====== FRAGMENT TEKSTU ======
Skocz do zawartości
Polski Portal Literacki

Rekomendowane odpowiedzi

Opublikowano

Nierzadko zdarza się nam usłyszeć pytanie "jak wejść w drugiego człowieka"? Proponuję, aby nie wchodzić. A już na pewno nie z butami. Chyba, że.. dany osobnik stworzy nam taką możliwość. Ale i w tym wypadku lepiej zachować daleko idącą ostrożność. Bo niby skąd mamy wiedzieć, że to jest dla nas dobre? Dylemat zasadniczy. Celowo używam zwrotu "dla nas". Nie wydaje mi się, aby obchodziło mnie cokolwiek innego poza mną. Jakieś protesty? Książka skarg i wniosków wisi w przedsionku.
Wracając do głównego wątku pragnę zwrócić szczególną uwagę na sposób tworzenia możliwości Wejścia. Z tym niestety bywa różnie. Strona przeciwna bystra jest i przebiegła. Potrafi zrobić nas "w konia". I choć zwierzę to jest moim ulubionym - w powyższym kontekście nie spełnia swej roli. Żegnaj ogierze! Zatem zdarzy się tak, iż wspomniany osobnik uchyli okienko twierdzy. Cóż z tego, gdy znajduje się ono mniej więcej na wysokości 14 piętra typowego wieżowca. Jedynie głowkę do góry zadrzeć pozostaje i w oczekiwaniu na cud uważać by nie skręcić sobie karku. A nóz widelec, lub łyżka w zupie, a nam promyk nadziei obmyje oblicze? Stąpamy z nóżki na nóżkę, hardzi duchem i giętcy szyją. Płonne nadzieje. W ostatnim stadium dostrzegamy blady zarys dłoni zwiniętej w charakterystyczny sposób. Ledwo słyszalne trzaśnięcie. Promyk znika, a my możemy sobie porżeć w zachwycie nad niedostępną twierdzą, stukając kopytami o nierówną powierzchnię. Do szczęścia zabraknie owsa i wiadra wody. Wszystkiego mieć nie można.
Nie traćmy wiary. Są przecież inne opcje. Autostrada naszego jestestwa zaprowadzi nas do kolejnej postaci, która okazać się może osobą bardziej kontaktową od poprzedniej. A my, istoty spragnione komunikacji interpersonalnej, głodni empatii i przepełnieni pożądaniem współodczuwania połkniemy przynętę. Kandydat na nowego współtowarzysza zadynda nami, z namaszczeniem podciągnie wędkę i w uśmiechu wyszczerzy nie zawsze kompletne, niezbyt często poddawane zabiegom higienicznym uzębienie. W tym nasz ratunek. Zemdlona jaźń odorem smagnięta nie czuje nic. I o to chodzi. W ramach finiszu przyjdzie nam rąbnąć grzbietem o bruk, pogubić łuski, mlasnąć głośno ogonem i wylądować na srebrnym półmisku. Smacznego.
======
### POLECENIE 1
Wypisz wszystkie wyrażenia, które w tekście o wchodzeniu w drugiego człowieka ujęto w cudzysłów.
### POLECENIE 2
Odpowiedz na trzy pytania do tekstu o wchodzeniu w drugiego człowieka.
(a) Gdzie wisi książka skarg i wniosków?
(b) Na wysokości mniej więcej którego piętra typowego wieżowca znajduje się uchylone okienko twierdzy?
(c) Czego zabraknie do szczęścia?
### POLECENIE 3
Kontynuuj tekst o wchodzeniu w drugiego człowieka, zaczynając zaraz po jego ostatnim zdaniu.
Wykaz nie jest potrzebny do pracy z tekstem.
====== ZAPISANE DANE ======
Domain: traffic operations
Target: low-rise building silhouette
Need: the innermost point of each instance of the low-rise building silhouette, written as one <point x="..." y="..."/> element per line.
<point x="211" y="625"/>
======
### ODPOWIEDŹ 1
- jak wejść w drugiego człowieka
- dla nas
- w konia

### ODPOWIEDŹ 2
(a) W przedsionku.
(b) Mniej więcej na wysokości 14 piętra.
(c) Owsa i wiadra wody.

### ODPOWIEDŹ 3
W sprzyjających okolicznościach (mam nadzieję, że Czytelnik w nie nie zwiątpił) zdarzyć się może cud. Tak proszę Państwa - Cud w doskonałej, krystalicznej postaci. Otworzą się wrota bezdennej radości i kolejna osoba w swej wspaniałomyślności stworzy nam idealne warunki. Ujrzywszy zwodzony most opuszczający się delikatnie u naszych stóp, w zdumieniu otworzymy usta i podążymy w kierunku raju. Już nic nam nie przeszkodzi i nic nie powstrzyma przed skonsumowaniem obiecującej relacji. W euforycznym uniesieniu nie dane nam będzie usłyszeć skrzypienia zawiasów, szczęku dawno nieoliwionych łańcuchów i przeraźliwego huku na wieki zamykającego się mostu. Klamka zapadła. Zanim zorientujemy się, że stąd nie ma już wyjścia minie kilka miesięcy, najwyżej rok. Opinie fachowców są w tym temacie podzielone.
Uważajmy więc na wysokie piętra, podejrzanych wędkarzy i szeroko otwarte wrota, bo okazać się może, że to nie my urządzamy polowanie, w którym wyżły odgryzły nam kawał tyłka.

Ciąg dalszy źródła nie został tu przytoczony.